----- SUPPLIED MATERIAL -----

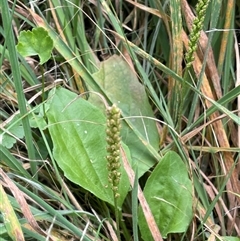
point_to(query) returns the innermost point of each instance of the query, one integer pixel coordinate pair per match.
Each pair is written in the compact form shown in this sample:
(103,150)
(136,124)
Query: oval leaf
(79,140)
(121,85)
(168,193)
(35,42)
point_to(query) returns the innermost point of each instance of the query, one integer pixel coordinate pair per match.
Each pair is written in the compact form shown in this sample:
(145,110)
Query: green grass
(196,110)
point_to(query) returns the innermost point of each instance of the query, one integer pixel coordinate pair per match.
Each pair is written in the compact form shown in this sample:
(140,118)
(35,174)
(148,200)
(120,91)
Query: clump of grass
(142,34)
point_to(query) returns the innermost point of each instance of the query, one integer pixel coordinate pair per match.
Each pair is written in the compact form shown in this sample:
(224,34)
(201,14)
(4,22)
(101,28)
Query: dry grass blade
(233,184)
(10,219)
(146,210)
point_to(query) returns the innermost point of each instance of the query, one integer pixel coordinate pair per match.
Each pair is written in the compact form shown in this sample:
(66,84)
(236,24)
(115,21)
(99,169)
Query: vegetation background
(186,56)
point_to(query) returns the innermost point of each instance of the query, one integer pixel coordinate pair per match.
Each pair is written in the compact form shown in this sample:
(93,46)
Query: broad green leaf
(8,137)
(168,193)
(78,134)
(122,87)
(35,42)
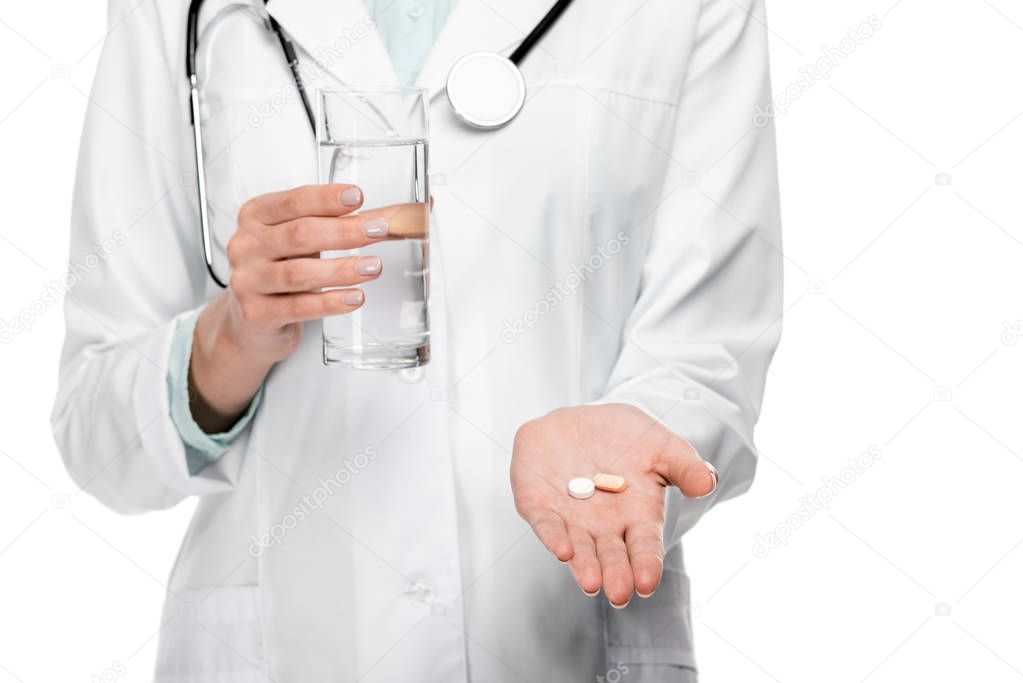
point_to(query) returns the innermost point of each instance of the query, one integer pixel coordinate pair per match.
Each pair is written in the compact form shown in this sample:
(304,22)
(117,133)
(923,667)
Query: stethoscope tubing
(291,57)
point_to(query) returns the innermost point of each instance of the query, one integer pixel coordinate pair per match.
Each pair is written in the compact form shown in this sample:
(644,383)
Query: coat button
(420,592)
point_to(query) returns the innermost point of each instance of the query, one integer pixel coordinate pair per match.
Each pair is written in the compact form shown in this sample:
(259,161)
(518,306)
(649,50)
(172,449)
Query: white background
(903,308)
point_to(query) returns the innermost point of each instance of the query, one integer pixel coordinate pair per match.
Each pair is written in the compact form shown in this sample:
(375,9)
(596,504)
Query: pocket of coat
(212,635)
(656,630)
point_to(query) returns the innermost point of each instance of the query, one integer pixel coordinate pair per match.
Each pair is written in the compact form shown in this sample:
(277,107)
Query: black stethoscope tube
(538,32)
(191,47)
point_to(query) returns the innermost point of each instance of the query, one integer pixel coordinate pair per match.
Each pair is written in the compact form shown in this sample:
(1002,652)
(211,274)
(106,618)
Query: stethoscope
(486,91)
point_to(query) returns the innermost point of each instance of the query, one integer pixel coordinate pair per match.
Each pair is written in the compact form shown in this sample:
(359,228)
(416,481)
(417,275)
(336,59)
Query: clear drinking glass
(376,138)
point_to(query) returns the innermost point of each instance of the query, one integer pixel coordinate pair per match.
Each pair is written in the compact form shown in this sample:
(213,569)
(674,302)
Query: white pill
(581,488)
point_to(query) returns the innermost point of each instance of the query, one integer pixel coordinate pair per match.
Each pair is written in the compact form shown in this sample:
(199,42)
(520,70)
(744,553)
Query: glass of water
(376,139)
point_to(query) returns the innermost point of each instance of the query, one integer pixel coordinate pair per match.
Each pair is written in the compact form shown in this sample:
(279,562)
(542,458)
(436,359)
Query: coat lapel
(497,26)
(340,36)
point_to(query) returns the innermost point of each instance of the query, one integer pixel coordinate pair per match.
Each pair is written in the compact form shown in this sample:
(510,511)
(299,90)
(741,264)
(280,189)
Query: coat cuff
(202,449)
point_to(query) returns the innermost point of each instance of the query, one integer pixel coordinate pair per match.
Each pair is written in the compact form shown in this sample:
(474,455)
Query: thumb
(681,465)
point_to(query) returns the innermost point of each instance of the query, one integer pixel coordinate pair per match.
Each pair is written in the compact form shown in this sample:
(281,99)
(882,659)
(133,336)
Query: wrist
(223,374)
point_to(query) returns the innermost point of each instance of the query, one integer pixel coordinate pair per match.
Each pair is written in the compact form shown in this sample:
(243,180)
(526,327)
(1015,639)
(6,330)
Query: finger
(552,534)
(308,274)
(584,565)
(315,305)
(646,555)
(334,199)
(615,568)
(681,465)
(313,234)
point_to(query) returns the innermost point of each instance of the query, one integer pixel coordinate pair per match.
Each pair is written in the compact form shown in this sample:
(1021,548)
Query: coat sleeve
(706,322)
(134,269)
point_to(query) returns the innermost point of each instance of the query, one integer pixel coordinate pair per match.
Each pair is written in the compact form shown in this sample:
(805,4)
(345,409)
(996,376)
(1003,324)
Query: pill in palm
(581,488)
(611,483)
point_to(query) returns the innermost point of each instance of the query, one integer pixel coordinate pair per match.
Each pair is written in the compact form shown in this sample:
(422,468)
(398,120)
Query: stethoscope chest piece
(486,90)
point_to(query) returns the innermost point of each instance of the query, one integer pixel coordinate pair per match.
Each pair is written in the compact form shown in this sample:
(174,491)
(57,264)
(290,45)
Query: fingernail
(713,472)
(375,226)
(368,266)
(352,196)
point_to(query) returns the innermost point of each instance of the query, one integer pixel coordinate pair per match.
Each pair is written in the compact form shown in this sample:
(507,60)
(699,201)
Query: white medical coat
(618,242)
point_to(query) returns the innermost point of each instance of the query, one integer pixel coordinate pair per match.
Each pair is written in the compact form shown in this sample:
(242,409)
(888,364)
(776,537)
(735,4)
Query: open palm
(612,540)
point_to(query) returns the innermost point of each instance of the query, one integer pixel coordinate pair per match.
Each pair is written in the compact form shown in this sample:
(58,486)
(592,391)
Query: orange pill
(610,483)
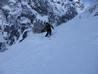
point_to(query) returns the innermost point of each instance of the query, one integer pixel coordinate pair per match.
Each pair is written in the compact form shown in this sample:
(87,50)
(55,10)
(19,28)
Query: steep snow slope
(72,49)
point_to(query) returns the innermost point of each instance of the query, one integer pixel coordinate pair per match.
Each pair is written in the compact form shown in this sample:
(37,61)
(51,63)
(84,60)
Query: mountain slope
(72,49)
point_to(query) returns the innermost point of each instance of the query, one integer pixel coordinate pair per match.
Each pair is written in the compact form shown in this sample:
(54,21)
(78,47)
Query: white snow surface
(72,49)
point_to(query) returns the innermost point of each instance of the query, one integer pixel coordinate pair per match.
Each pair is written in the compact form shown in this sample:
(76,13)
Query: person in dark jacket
(48,29)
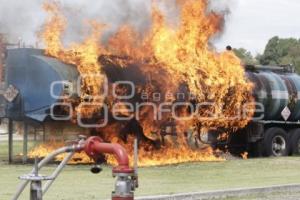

-----

> [REQUIRED WORK] Take the entries above and set them down exactly, minus the pictures.

> [RESPONSE BOX]
point_to(query) returns the innermost point of each instance of the query, one integer pixel coordinate pair per match.
Each pair is written in the compact form shown in this sample:
(103,150)
(136,124)
Query: oval leaf
(79,140)
(121,85)
(168,193)
(35,42)
point_to(query) returns the innermost point of each instance of the query, one integer pixel coordinate pair per match.
Each pair is written in the compact form shown in this sample:
(145,110)
Query: green grass
(196,110)
point_to(query) returns the innermost point of each instance of the query, one integer pixel coordinate pair per match.
Each pair is written in the compact form shown in this sample:
(140,118)
(35,174)
(148,200)
(120,91)
Query: clump of grass
(142,34)
point_to(query) returns the innermost point of each instance of the query, one integer pixel coordinate pair per match.
Each pair is written in the compact form shown in this sample:
(224,34)
(201,14)
(4,22)
(101,28)
Query: dry grass blade
(233,184)
(10,219)
(146,210)
point_to(query) returns the innermost point of each instance of the query, one integer pixel coordinate pair per match.
Each pair is written in the compact form shown in this sample:
(66,84)
(236,24)
(115,21)
(99,169)
Query: vegetation background
(186,56)
point_to(query) returns the innermost point of each instance of the query, one integer pixel coordinate pair per match.
Each pair is written in the compact form shown in this sample:
(93,46)
Query: broad green leaf
(8,137)
(168,193)
(78,134)
(122,87)
(35,42)
point_to(query) returns the innermost point of each instance of the query, one integer pixel coordinate pair per match.
Each pair is written in the compact form shown in this sample:
(304,22)
(117,133)
(923,667)
Query: stethoscope tubing
(291,57)
point_to(query) returns the innermost point of each instance of the query, one integer pixel coordinate pair per match.
Each pair is written in the compact form shown in this sample:
(644,383)
Query: coat button
(420,592)
point_to(query) returns the innermost point of each instance of the query, one integer pixel coordinate pair per match.
Each pair is written in the compact form shown in this sample:
(259,161)
(518,306)
(649,50)
(172,449)
Query: white background
(903,308)
point_to(query) returns the innermost point of each instance of the query, one integer pixel coordinate pair per match.
Each pair is written in the compact form shown in this sample:
(375,9)
(596,504)
Query: pocket of coat
(212,635)
(656,630)
point_to(query) returns the innermost point of each instance of the query, one integer pixel coordinate pair per match.
Each pair is written in the compact form shown in this sample:
(277,107)
Query: black stethoscope tube
(538,32)
(191,47)
point_to(query) returns the innermost point of each instance of the query, one integer pixel coordinate pair per match.
Each pair is written in the compact form shown in this sample:
(1002,652)
(211,274)
(106,618)
Query: stethoscope
(486,91)
point_to(query) returns the innermost point of each instance of the query, one integer pixel coordinate pair per match.
Each pair is written in the compact form shown in this sample:
(359,228)
(416,481)
(417,275)
(336,59)
Query: clear drinking glass
(376,138)
point_to(query) returns the innermost point of each instance of the query, one integer pixel coordinate pair per match.
Each pair is written in the compact form shown in this sample:
(213,569)
(674,302)
Query: white pill
(581,488)
point_to(query) returns the innermost point of each instance of the query, one integer pixel coordinate pair per match.
Each pair is written in the compact form shown in this sample:
(199,42)
(520,70)
(744,553)
Query: glass of water
(376,139)
point_to(query) returns the innermost point of each instance of the query, one integer pixel coordinate pair per match.
Each pair is written in the compact form shown in this sample:
(279,562)
(542,458)
(436,359)
Query: coat lapel
(497,26)
(340,36)
point_to(query) returns the innermost point of each instance of the query, one integer pixel coordinate pair per match.
Each pair is written in the compact form shown in this sample:
(510,511)
(299,90)
(741,264)
(280,189)
Query: coat cuff
(202,449)
point_to(query) returns the innermost point of each instance of the query, one integer pixel coordinate pair per match.
Each pair is written in the compact form shown in this sample:
(474,455)
Query: thumb
(681,465)
point_to(query) returns the innermost point of each instance of the query, one integer pixel coordinate pair per match.
Each pair is written in the compact form shown in this sample:
(281,99)
(882,659)
(133,336)
Query: wrist
(223,374)
point_to(query) returns the innermost point of each instance of the query, one integer pixel coordinate pair per match.
Each pair is written in the compact form shown in this sample:
(243,180)
(526,327)
(1015,639)
(6,330)
Query: finger
(552,534)
(308,274)
(584,565)
(315,305)
(646,555)
(334,199)
(615,568)
(681,465)
(313,234)
point_to(query) returns the innermost point of each instance of the query, one integer pixel coordinate pair per match.
Each pair is written in the compact form shown in this sample:
(1021,548)
Query: coat sleeve
(706,322)
(134,269)
point_to(query) returns the innermost point of each instance of the query, one integer pixel coordinate pair per match.
Each pair is written in the compact form shown in this sample:
(805,4)
(345,409)
(996,376)
(1003,324)
Query: pill in palm
(581,488)
(611,483)
point_to(query) returns the innermost point of each instance of the query, one integer pixel coordinate pair per match.
Each pair is written in the compact form shown in this sample:
(422,468)
(398,120)
Query: stethoscope chest piece
(486,90)
point_to(query) returns the innermost point of each instance of the query, one integer pixel coordinate pair per match.
Each pair is written in the compact form shown in this sample:
(174,491)
(57,264)
(290,45)
Query: fingernail
(713,472)
(375,226)
(368,266)
(352,196)
point_to(query) returns the innermost point of each instance of the query, one integer pixel coordinate pair per match.
Each pair is written in the compact form shown in this sample:
(507,60)
(699,201)
Query: white medical coat
(618,242)
point_to(query) returns the innermost point of each instance of the query, one integer pixel coordinate pair per match.
Each pair is written in the compact form shown in this sample:
(242,409)
(888,364)
(776,537)
(735,4)
Query: open palm
(612,540)
point_to(query) returns the innermost point of each instance of the query, one integer pixel coordinate pair per match.
Each pair is written in the compact form shown in this sample:
(58,486)
(592,391)
Query: orange pill
(610,483)
point_to(query) returns the innermost point of each instance of the query, one integer pixel coordinate pair per match.
Each pair is written in the compact form shown in this sample:
(87,50)
(55,10)
(19,28)
Query: steep snow slope
(72,49)
point_to(query) returns the innermost point of each instance of the query, one integer pixel coordinate pair per match.
Each pair is written in the compact form shown in this sample:
(37,61)
(51,63)
(84,60)
Query: mountain slope
(72,49)
point_to(query) returns the innermost point of each instance of the query, one integer pixel coordinate pair per match.
Each pair is written in the compact form shown in this sample:
(54,21)
(78,47)
Query: white snow surface
(72,49)
point_to(query) returns the innermost point of each instance of the query, one integer pixel coordinate pair per match.
Each pair is written in the compact form shown in this sample:
(76,13)
Query: person in dark jacket
(48,29)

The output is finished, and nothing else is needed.